» **REQUIRED ACTION 1**
Using the passage on childhood maltreatment and brain structure, please answer these:
(a) How many children with documented abuse were in the study sample?
(b) Which three measures of brain structure did the study examine?
(c) In which regions was reduced cortical surface area found in the maltreated group?
» **REQUIRED ACTION 2**
Resume the passage on childhood maltreatment and brain structure, picking up after its final sentence.

» **READING TEXT**

--*--

Childhood maltreatment has been shown to significantly elevate the risk of psychiatric disorder. Previous neuroimaging studies of children exposed to maltreatment have reported atypical neural structure in several regions, including the prefrontal cortex and temporal lobes. These studies have exclusively investigated volumetric differences rather than focusing on genetically and developmentally distinct indices of brain structure.


Here we used surface-based methods to examine cortical thickness, surface area, and local gyrification in a community sample of children with documented experiences of abuse (n = 22) and a group of carefully matched nonmaltreated peers (n = 21).


Reduced cortical thickness in the maltreated compared with the nonmaltreated group was observed in an extended cluster that incorporated the anterior cingulate, superior frontal gyrus, and orbitofrontal cortex. In addition, reduced cortical surface area was observed within the parcellated regions of the left middle temporal area and lingual gyrus. Local gyrification deficits within the maltreated group were located within two clusters, the lingual gyrus and the insula extending into pars opercularis.

--*--

» **RECORDED DATA**

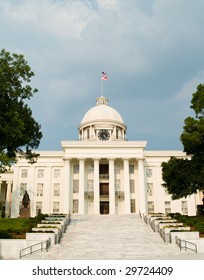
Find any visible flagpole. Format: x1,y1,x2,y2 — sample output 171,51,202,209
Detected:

--*--

» **RESPONSE 1**
(a) 22
(b) Cortical thickness, surface area, and local gyrification
(c) The left middle temporal area and the lingual gyrus

» **RESPONSE 2**
This is the first time structural abnormalities in the anterior cingulate and lingual gyrus have been detected in children exposed to maltreatment. Surface-based methods seem to capture subtle, previously undetected, morphological abnormalities associated with maltreatment. We suggest that these approaches detect developmental precursors of brain volume differences seen in adults with histories of abuse. Because the reported regions are implicated in several clinical disorders, they might constitute biological markers of vulnerability, linking exposure to early adversity and psychiatric risk.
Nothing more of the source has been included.